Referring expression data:
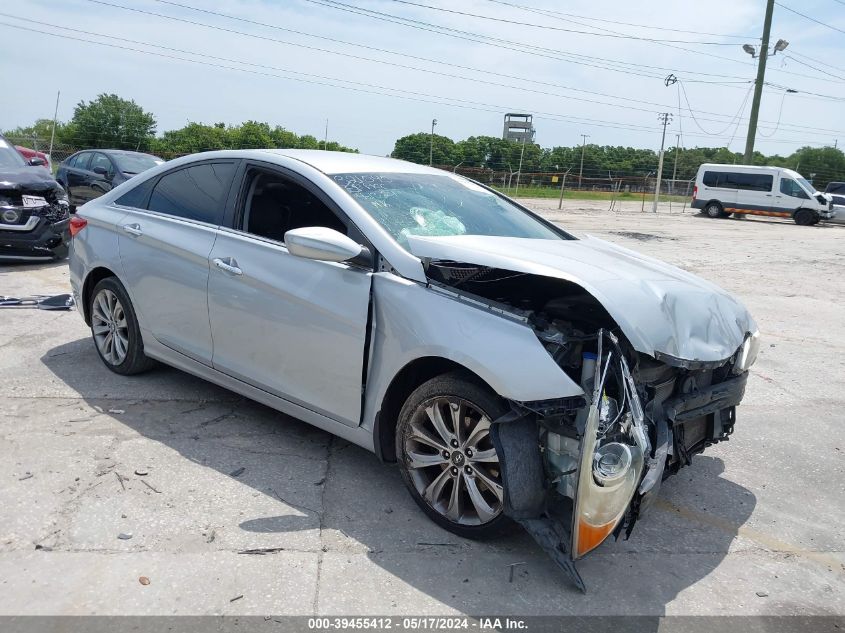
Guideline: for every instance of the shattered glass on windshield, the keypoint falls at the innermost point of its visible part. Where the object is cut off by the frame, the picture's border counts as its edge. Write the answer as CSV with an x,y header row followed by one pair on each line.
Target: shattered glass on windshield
x,y
439,205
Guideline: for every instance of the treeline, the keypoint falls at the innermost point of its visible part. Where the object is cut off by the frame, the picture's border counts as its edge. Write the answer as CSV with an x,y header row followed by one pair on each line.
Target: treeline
x,y
112,122
603,161
115,123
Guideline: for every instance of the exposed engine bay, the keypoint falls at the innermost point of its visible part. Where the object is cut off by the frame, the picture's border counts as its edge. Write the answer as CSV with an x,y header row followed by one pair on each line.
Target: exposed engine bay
x,y
579,469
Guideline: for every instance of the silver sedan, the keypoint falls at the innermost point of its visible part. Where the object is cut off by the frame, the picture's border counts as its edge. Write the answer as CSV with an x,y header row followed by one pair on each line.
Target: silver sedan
x,y
517,374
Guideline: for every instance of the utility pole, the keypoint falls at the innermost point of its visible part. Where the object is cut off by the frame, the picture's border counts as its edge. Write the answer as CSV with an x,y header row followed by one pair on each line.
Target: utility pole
x,y
758,84
675,168
53,132
431,145
581,171
665,118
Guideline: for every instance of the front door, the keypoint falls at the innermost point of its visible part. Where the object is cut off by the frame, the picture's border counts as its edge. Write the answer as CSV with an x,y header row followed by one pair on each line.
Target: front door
x,y
291,326
164,250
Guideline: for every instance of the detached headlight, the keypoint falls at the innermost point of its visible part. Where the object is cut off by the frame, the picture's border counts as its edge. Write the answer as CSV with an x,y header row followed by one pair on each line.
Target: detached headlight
x,y
61,195
748,352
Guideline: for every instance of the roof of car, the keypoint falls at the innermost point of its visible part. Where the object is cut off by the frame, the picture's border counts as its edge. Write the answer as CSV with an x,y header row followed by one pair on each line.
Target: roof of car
x,y
348,162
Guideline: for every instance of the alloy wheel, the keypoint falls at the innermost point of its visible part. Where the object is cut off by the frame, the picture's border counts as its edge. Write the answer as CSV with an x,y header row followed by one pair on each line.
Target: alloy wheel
x,y
111,331
451,460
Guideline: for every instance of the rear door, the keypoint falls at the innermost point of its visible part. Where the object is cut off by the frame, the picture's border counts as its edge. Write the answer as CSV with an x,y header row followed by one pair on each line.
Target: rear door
x,y
100,175
714,185
164,249
294,327
754,192
77,178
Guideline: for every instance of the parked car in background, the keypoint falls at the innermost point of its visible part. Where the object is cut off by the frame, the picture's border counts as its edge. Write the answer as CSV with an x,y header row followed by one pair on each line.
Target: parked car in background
x,y
513,370
34,210
721,190
35,158
91,173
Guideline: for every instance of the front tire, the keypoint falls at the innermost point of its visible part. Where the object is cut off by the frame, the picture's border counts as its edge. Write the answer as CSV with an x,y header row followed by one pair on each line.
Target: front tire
x,y
114,328
715,210
447,458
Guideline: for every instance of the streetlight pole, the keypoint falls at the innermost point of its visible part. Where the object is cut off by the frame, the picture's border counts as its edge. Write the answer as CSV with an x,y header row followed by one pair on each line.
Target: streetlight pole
x,y
584,138
431,145
665,118
758,84
675,168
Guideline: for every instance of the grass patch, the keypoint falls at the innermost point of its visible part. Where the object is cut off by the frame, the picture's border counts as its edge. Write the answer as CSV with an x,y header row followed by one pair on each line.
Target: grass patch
x,y
575,194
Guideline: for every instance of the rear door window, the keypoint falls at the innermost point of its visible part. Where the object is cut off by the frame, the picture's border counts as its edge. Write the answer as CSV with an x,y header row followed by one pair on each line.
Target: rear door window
x,y
82,160
194,193
738,180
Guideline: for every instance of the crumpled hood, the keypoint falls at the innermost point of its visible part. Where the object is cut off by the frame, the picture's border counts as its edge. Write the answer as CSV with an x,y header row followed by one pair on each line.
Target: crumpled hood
x,y
33,179
659,307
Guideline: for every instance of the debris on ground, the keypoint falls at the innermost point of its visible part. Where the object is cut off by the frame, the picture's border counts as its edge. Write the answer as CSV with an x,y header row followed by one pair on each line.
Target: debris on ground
x,y
510,570
150,487
260,551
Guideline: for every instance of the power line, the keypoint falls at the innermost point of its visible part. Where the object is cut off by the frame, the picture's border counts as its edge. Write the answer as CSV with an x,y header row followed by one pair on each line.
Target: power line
x,y
557,14
559,55
783,6
803,63
364,87
555,28
498,84
818,61
502,43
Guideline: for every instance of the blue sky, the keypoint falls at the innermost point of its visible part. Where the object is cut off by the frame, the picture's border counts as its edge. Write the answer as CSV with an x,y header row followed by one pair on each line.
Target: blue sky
x,y
610,87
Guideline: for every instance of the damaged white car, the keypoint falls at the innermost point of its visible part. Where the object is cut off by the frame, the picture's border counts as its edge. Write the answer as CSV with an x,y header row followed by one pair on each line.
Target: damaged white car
x,y
514,371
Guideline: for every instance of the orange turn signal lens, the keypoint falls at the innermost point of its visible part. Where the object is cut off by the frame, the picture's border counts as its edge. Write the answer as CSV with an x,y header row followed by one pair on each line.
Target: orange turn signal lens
x,y
591,536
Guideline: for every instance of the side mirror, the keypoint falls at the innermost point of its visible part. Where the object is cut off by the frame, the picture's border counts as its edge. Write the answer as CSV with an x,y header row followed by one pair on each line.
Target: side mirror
x,y
321,243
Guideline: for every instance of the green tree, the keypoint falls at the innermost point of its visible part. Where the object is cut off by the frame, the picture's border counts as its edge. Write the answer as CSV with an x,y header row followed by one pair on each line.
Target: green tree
x,y
109,121
416,147
827,163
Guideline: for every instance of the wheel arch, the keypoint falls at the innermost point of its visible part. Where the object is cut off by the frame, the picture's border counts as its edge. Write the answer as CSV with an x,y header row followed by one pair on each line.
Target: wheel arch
x,y
95,276
411,376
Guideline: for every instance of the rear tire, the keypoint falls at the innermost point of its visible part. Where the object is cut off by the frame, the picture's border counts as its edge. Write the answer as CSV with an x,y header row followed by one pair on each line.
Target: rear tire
x,y
805,217
715,210
447,458
114,328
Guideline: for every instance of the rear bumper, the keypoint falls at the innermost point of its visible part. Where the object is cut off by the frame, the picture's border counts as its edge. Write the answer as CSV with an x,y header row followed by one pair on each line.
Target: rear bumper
x,y
45,241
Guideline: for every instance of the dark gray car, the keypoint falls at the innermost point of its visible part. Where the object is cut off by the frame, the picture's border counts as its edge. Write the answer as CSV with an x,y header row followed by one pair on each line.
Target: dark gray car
x,y
91,173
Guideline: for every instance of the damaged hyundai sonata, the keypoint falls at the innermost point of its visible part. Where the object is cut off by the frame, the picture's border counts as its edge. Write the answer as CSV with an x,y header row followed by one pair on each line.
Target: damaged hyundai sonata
x,y
515,372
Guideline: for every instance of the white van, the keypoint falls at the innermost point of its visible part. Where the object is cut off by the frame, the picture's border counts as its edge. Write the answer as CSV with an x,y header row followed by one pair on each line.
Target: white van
x,y
744,189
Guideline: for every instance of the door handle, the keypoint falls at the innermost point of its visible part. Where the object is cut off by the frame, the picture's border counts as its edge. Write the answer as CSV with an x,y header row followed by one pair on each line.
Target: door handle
x,y
133,229
229,267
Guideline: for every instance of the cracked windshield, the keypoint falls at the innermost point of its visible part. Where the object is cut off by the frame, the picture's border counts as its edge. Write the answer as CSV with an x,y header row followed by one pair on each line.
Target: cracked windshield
x,y
434,205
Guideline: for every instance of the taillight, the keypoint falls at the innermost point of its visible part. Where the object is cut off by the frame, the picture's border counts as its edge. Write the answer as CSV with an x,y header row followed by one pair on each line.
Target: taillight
x,y
77,224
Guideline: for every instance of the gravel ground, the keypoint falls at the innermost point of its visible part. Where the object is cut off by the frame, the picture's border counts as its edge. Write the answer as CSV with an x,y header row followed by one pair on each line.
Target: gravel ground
x,y
194,475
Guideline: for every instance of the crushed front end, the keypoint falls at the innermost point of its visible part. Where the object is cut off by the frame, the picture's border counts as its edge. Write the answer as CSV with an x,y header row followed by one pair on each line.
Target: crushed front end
x,y
579,469
34,218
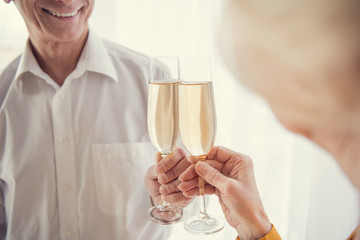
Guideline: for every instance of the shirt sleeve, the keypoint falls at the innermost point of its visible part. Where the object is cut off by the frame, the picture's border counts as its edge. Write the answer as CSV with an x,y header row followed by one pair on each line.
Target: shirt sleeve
x,y
2,212
272,235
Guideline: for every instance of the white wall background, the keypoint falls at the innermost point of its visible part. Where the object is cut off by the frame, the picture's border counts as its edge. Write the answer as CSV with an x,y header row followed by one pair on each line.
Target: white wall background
x,y
304,192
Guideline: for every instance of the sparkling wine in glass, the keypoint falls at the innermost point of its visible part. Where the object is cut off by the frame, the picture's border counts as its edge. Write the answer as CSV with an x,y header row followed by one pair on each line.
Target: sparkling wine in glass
x,y
163,122
198,129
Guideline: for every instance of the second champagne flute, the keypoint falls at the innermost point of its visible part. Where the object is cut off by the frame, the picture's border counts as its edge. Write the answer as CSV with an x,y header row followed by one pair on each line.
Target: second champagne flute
x,y
198,129
163,121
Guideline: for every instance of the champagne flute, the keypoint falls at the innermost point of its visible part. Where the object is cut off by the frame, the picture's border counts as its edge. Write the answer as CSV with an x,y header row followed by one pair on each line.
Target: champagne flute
x,y
198,128
163,122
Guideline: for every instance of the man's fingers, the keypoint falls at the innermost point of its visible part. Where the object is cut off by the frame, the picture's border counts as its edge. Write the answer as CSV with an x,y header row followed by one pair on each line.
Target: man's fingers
x,y
209,190
188,174
173,173
210,175
151,173
170,160
186,186
169,188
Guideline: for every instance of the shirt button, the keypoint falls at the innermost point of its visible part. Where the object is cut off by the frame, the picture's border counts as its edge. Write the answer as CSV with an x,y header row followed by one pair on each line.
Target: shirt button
x,y
61,96
69,233
65,142
67,188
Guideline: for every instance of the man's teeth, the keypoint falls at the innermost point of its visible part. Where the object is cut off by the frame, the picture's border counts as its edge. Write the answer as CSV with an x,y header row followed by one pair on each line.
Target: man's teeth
x,y
57,14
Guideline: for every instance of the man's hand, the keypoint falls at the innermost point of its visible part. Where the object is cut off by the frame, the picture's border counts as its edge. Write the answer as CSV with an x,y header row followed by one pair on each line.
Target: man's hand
x,y
231,176
162,180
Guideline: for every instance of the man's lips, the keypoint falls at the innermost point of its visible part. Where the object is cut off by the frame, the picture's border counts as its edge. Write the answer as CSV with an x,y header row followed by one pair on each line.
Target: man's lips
x,y
62,14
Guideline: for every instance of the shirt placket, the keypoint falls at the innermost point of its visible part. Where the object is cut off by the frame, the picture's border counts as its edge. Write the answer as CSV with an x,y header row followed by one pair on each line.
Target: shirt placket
x,y
65,165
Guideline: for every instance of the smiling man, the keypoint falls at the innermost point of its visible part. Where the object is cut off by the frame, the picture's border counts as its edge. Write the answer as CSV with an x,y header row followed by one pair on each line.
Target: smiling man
x,y
74,147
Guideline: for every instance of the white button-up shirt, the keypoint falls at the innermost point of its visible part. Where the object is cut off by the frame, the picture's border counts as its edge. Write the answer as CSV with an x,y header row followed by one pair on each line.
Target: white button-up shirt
x,y
73,158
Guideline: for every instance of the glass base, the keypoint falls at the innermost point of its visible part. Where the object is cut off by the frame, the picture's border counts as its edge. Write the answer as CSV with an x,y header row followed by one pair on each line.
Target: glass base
x,y
166,214
204,225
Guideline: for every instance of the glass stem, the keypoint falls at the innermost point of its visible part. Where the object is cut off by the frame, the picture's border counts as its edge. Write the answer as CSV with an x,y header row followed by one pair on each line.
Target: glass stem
x,y
203,213
164,206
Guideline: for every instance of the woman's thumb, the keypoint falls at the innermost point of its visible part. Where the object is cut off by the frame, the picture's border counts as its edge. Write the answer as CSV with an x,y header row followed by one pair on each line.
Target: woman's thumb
x,y
210,174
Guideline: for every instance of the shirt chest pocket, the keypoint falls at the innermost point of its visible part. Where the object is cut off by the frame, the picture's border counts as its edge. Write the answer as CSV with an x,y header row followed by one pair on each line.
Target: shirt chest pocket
x,y
119,171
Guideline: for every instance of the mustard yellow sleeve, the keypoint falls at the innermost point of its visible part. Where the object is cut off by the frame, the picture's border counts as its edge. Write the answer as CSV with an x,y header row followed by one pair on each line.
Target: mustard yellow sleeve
x,y
272,235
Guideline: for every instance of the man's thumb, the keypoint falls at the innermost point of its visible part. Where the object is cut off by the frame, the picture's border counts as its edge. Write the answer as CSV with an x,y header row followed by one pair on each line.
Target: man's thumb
x,y
210,174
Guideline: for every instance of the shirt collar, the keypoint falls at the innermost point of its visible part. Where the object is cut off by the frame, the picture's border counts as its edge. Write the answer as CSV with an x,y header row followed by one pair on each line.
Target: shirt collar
x,y
94,58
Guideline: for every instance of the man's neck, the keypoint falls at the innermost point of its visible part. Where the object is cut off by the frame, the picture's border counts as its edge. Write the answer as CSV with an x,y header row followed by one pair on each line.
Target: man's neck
x,y
344,144
58,59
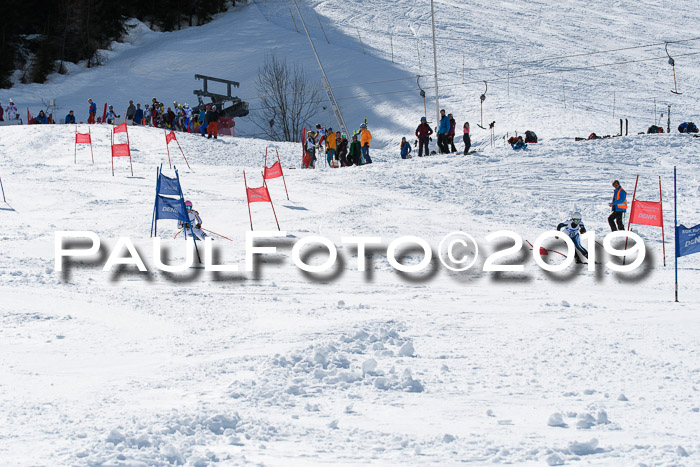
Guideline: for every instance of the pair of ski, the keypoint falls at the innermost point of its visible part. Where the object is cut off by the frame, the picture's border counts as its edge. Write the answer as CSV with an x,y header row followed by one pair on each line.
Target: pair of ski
x,y
209,231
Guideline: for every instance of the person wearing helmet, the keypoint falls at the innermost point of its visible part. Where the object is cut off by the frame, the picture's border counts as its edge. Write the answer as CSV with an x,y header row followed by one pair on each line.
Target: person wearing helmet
x,y
11,111
213,122
451,134
194,226
619,207
466,138
423,133
310,156
574,228
331,146
320,137
405,148
92,111
130,113
111,116
365,138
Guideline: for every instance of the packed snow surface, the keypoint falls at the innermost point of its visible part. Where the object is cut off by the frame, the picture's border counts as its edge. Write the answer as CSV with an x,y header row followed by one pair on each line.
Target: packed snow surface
x,y
283,367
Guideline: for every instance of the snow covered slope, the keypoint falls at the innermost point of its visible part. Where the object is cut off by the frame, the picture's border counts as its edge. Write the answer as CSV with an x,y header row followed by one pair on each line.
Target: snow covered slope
x,y
539,90
287,368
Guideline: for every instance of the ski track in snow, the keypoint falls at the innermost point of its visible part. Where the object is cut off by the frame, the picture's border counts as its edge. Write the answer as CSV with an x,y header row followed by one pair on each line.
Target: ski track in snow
x,y
129,368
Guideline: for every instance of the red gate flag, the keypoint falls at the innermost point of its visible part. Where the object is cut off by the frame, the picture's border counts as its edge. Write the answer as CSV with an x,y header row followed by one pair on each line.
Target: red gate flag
x,y
273,172
258,195
121,150
171,137
82,138
646,213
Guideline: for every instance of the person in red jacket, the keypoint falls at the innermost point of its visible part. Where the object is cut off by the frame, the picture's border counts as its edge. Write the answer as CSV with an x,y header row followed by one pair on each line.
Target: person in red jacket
x,y
423,133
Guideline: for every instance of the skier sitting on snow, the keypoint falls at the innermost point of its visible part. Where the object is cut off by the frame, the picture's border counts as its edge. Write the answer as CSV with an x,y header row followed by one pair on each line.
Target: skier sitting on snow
x,y
195,223
573,228
519,144
405,149
111,116
11,111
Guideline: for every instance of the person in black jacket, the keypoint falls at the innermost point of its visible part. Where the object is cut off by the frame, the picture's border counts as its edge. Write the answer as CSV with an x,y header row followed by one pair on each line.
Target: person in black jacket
x,y
213,122
423,133
355,154
70,118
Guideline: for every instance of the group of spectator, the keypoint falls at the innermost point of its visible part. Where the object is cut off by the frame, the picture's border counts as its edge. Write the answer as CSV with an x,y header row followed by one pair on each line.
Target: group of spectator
x,y
338,150
10,112
179,117
445,137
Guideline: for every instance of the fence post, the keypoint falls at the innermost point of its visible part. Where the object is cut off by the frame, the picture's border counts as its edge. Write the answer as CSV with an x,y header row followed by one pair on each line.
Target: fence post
x,y
358,35
293,21
324,31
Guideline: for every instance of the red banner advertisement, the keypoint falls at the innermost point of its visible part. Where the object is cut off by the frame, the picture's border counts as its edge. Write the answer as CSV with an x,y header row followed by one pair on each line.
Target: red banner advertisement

_Exercise details_:
Throughout the data above, find each line that includes the string "advertisement"; state only how many there are.

_Worked solution_:
2